• PASSAGE GIVEN
* Begin *

# George - Ford Fiesta Conversion



## wowhestall (Jan 8, 2017)

Hi everyone. I've been considering an EV conversion for a number of months now and it finally seems I might have the vehicle and $$ to make my plans a reality.

I have been donated a 1996 Ford Fiesta 1.1L by my lady friend. It's an extremely clean motor which will stand the test of time. It only has power brakes, nothing else. It's perfect for me as I know the X-Flow/Endura/CVH/Zetec platform really well. I dropped a 2.0L Zetec into a tiny Ford Ka just a few years ago. I am very good with my hands and have most tools at my disposal; welder, lathe etc. I'm also pretty good with electronics and power electrics so no worries there.

I'd like to be able to use this car to get to work and back which is 17 miles each way, without charging at work. Ideally I want to achieve at least 50 miles on a charge with a top speed of 70MPH. I don't want to be a slouch on the motorways.

I'm not too fussed about performance but I would be disappointed it if was slower to pick up than the 1.1L petrol I would be replacing.

I've got a budget of £1,500, though the lower the better of course! I also don't mind putting extra cash into uprated coilovers, for the weight. I already have some Mondeo V6 calipers I can make work, for stopping power.

I certainly plan on keeping the gearbox, so that leaves just 500mm remaining for motor and adapter plate. I've had a google and there are plenty of electric motors out there. I just can't decide what I really NEED to get things moving.

In case it helps with calculations the gearbox is:
Gears: 3.15/1.93/1.28/0.95/0.76
Final Drive: 4.06

My own working out means on 195/45/16 tyes (581.9mm diameter) I would only achieve 44MPH in 5th @ 2000RPM. Seem to see most FLT motors max at about this... Or am I completely wrong somewhere?

Would really appreciate a guiding hand with any of this?! Picking a motor is currently the hardest thing for me, I don't want to screw it up and buy twice.

Thanks, Andy

P.S. This is George!


----------



## Moltenmetal (Mar 20, 2014)

Hi, and welcome!

Your budget is light...you might make it, but only with a lot of effort. You would need a battery pack from a crashed leaf or volt, a salvaged forklift motor and a controller home built from a kit.

With double that budget you might be able to buy a motor and controller new- but even then it might be light.

The car is a fine choice, but you need more money to make this happen, and more still if you want it to be reliable and safe.

There are lots of UK conversions here so you can learn the rules to making it legal.

Best of luck- review the Wiki and some build threads and ask lots of questions once you have a basic plan.


----------



## galderdi (Nov 17, 2015)

concur, that budget is light. 

It can often be counter productive. I know from experience.

You purchase cheaper components driven by budget thinking they will be suitable only to find you need to replace them with more expensive components later. So in the long run you end up spending more than if you had started with a reasonable budget.


----------



## wowhestall (Jan 8, 2017)

Thank you guys, for the speedy replies.

I hadn't even considered a leaf battery unit as I thought they were many hundreds of volts unless rewired? I was thinking more like a dozen 12V AGM batteries?

I honestly thought that £1,500 was a pretty decent chunk of cash. Puts me off a little to hear it's only the tip of the iceberg. Can someone do me the favour of breaking own typical component costs for the big stuff (though I'm all too aware it's the small stuff that adds up)?

Thanks again,
Andy


----------



## favguy (May 2, 2008)

* End *

• REQUIREMENT A
Render the part of the records that opens with the line containing "Task: mark the barefoot" and closes with the last line of the records as a Markdown table. Use the columns Row and Line, put one line per row with its number, and leave out blank lines.

[Data records]
* Begin *

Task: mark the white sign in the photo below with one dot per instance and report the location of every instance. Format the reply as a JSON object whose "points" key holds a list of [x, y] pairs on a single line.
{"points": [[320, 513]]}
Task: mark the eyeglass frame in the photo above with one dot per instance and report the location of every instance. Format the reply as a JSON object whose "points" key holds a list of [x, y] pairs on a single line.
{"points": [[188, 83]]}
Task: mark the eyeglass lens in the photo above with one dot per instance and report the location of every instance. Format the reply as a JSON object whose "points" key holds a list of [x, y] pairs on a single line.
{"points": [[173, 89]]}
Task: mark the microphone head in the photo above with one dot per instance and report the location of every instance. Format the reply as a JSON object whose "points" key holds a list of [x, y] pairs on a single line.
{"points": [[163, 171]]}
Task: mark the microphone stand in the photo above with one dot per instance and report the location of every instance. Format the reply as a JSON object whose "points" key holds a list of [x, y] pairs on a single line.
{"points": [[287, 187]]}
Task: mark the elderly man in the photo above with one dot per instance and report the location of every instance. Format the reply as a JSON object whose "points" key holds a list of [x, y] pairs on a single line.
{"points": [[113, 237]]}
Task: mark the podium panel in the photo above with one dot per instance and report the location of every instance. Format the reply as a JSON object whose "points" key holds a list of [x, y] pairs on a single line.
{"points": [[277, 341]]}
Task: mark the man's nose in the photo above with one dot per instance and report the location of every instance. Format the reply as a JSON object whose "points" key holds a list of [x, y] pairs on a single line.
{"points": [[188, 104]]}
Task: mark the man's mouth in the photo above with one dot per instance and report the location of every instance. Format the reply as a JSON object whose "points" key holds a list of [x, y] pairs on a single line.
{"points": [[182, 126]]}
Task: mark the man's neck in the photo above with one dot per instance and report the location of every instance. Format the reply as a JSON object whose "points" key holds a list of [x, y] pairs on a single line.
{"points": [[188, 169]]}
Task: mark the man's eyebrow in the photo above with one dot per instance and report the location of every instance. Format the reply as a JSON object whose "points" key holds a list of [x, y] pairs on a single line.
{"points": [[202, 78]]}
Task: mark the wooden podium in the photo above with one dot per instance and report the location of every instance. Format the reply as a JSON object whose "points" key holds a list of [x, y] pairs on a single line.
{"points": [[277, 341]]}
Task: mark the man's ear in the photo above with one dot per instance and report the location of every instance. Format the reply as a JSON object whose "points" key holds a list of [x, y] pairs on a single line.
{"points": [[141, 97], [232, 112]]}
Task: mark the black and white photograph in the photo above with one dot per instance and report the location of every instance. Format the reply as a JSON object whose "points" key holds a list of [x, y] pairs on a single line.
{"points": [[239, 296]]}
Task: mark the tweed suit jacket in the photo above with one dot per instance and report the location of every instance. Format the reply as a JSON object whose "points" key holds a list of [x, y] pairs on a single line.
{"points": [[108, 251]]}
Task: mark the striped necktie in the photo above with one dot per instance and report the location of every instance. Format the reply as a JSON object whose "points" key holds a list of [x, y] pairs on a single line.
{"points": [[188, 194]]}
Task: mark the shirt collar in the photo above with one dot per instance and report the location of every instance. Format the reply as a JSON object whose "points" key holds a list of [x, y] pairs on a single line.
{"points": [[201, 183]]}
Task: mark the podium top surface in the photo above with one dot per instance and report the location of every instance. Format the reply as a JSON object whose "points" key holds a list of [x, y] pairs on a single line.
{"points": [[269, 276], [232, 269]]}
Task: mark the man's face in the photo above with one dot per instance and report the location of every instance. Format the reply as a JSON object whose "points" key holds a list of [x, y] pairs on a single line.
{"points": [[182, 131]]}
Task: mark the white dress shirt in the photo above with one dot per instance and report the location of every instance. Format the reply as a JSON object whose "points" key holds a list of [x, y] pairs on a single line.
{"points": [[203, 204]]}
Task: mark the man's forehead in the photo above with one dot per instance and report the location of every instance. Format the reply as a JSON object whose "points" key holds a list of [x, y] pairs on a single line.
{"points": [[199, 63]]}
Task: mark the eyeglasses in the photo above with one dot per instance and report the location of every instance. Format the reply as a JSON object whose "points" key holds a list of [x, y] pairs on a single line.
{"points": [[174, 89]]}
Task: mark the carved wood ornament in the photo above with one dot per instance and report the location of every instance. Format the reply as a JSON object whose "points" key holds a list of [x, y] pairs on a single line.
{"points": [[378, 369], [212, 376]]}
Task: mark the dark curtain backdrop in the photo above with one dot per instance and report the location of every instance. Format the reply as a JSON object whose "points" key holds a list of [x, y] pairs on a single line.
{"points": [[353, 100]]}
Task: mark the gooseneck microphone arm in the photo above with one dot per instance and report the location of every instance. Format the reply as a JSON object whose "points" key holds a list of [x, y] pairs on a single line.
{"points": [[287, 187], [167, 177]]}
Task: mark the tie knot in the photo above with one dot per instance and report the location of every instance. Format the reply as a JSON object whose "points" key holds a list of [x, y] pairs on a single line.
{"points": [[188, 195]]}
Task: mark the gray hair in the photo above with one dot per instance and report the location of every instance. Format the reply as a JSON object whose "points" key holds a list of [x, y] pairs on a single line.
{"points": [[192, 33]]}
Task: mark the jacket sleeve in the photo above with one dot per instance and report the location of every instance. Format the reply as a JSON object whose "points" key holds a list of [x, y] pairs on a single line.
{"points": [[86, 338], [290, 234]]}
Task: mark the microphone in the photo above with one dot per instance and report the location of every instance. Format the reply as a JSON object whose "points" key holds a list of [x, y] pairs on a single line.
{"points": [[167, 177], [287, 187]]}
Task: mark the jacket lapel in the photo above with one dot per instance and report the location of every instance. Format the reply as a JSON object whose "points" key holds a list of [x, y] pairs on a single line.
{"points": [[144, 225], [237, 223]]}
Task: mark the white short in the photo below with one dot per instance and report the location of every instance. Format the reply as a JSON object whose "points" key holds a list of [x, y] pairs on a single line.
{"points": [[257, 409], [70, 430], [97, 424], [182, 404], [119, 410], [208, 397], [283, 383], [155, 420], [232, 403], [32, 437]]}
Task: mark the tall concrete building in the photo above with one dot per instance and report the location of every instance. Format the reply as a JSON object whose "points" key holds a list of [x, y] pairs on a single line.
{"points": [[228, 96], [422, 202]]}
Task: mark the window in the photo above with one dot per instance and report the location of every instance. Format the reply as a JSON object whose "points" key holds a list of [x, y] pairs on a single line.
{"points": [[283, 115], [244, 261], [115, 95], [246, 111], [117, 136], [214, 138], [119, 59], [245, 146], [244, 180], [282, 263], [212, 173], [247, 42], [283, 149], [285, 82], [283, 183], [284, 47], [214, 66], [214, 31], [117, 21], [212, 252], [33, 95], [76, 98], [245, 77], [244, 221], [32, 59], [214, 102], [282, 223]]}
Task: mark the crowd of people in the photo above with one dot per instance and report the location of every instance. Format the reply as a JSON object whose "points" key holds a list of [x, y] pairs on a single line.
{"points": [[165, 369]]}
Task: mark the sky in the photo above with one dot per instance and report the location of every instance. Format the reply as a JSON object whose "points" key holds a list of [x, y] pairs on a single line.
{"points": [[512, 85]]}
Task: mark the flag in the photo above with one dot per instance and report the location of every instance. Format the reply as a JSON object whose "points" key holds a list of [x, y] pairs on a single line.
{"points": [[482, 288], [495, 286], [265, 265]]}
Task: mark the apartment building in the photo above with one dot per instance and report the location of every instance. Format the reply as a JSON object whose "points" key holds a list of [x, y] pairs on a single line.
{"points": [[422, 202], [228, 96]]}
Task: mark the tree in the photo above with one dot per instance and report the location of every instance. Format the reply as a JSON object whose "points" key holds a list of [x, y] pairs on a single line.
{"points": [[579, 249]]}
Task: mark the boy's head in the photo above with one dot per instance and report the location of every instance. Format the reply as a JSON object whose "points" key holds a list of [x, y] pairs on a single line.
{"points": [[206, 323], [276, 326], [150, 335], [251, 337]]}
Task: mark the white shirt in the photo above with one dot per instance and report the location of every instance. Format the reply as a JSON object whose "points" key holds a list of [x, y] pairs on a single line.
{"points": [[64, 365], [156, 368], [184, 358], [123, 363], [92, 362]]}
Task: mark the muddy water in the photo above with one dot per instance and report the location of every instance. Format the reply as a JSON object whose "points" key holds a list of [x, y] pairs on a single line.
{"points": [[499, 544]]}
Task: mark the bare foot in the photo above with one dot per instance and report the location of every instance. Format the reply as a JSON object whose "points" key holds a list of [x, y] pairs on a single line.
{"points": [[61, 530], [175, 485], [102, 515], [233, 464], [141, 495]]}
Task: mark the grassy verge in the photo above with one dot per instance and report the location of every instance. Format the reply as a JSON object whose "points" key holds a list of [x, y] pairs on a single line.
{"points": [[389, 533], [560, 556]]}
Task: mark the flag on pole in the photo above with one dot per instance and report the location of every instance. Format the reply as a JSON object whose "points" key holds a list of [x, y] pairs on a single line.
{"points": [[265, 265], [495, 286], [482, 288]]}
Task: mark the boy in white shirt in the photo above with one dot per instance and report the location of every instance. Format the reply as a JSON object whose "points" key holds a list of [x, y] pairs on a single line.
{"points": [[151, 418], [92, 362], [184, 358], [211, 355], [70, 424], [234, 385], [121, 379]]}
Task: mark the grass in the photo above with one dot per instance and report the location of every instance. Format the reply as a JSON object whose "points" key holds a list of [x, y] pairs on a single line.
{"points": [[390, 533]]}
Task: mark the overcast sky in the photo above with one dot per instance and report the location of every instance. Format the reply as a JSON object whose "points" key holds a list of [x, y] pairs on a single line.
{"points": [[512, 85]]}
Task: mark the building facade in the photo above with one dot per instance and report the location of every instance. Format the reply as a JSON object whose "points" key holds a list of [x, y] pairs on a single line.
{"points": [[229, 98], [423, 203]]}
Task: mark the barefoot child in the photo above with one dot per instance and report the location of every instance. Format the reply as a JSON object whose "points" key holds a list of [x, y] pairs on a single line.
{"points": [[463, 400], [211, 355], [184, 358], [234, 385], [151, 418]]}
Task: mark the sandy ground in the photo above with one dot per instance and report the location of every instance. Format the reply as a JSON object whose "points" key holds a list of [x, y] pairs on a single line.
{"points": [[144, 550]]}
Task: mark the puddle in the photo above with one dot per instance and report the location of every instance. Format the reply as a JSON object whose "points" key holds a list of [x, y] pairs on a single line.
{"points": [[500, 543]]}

* End *

• REQUIREMENT B
Write the next part of the forum thread on converting the Ford Fiesta to electric power, starting from the point at which it stops.

• OUTPUT A
| Row | Line |
|---|---|
| 1 | Task: mark the barefoot child in the photo above with one dot per instance and report the location of every instance. Format the reply as a JSON object whose "points" key holds a list of [x, y] pairs on a single line. |
| 2 | {"points": [[463, 400], [211, 355], [184, 358], [234, 385], [151, 418]]} |
| 3 | Task: mark the sandy ground in the photo above with one dot per instance and report the location of every instance. Format the reply as a JSON object whose "points" key holds a list of [x, y] pairs on a single line. |
| 4 | {"points": [[144, 550]]} |
| 5 | Task: mark the puddle in the photo above with one dot per instance and report the location of every instance. Format the reply as a JSON object whose "points" key holds a list of [x, y] pairs on a single line. |
| 6 | {"points": [[500, 543]]} |

• OUTPUT B
Hi Andy,

Welcome aboard  As already stated your budget is very limited. If I recall, by the time I was up and running with 12v AGM's I had spent over £4k, and that was with a used forklift motor and self building a controller kit... This isn't a low cost hobby!! You can see my build for reference if you like here:

http://www.diyelectriccar.com/forums/showthread.php?t=58958

You won't meet your range and speed requirements with lead batteries though, you'll need to go with lithium. The least you could probably build for today would be about £6k I'd suggest. Your most cost effective option and best way to meet the current UK build requirements would be to buy a salvage leaf and use it's systems in their entirety. There are several of us on here doing, or planning to do this, and plenty to read up on.

Before spending anything though, time or money wise, you need to get up to speed with the current situation in the UK as of November 1st last year. This is when new regulations/testing requirements came into force that you have to comply with before you can get an EV build registered here  Then decide if you're hard core enough to want to continue!!:

http://www.diyelectriccar.com/forums/showthread.php/uk-iva-october-2016-update-now-177961.html

Regards, Paul


----------



## wowhestall (Jan 8, 2017)

Why?! Just why would they go and do this now... Has anyone actually confirmed the test fees? 6k is unreal.

I'm happy that I would be able to get insurance on an unregistered EV but I'm not sure how I would fare at MOT.. And I would still have to pay Road tax.

Britain and it's red tape strike once again!


----------



## favguy (May 2, 2008)

Yes, It's pretty terrible to be honest, not the requirements, that's just good engineering practice, but the cost of testing. It may well be that it can be done for hundreds rather than thousands when it comes down to it. 

I intend to build another EV, but it will be based on something exotic and I expect it to be relatively expensive, so will put up with the red tape, but there is little incentive to build an ordinary hatchback EV now, it will cost you more than just buying a good used EV such as the leaf that can be had now for £6k. If like me, you hate the styling, well in a couple of years the Golf EV or the Hyundai/Kia options will be down in that price range too, just about when you'd have finished your build... 

Unless you have exceptional love for the Fiesta, it makes no sense to build this kind of EV now. Building classics/exotic sports cars that you love and intend to keep long term into an EV, that makes sense (if you have the budget!) but not much else does these days!


----------



## favguy (May 2, 2008)

A couple more thoughts... If you leave the car registered and insured as an ICE, your insurance will be invalid in the event of a crash when they see the modifications..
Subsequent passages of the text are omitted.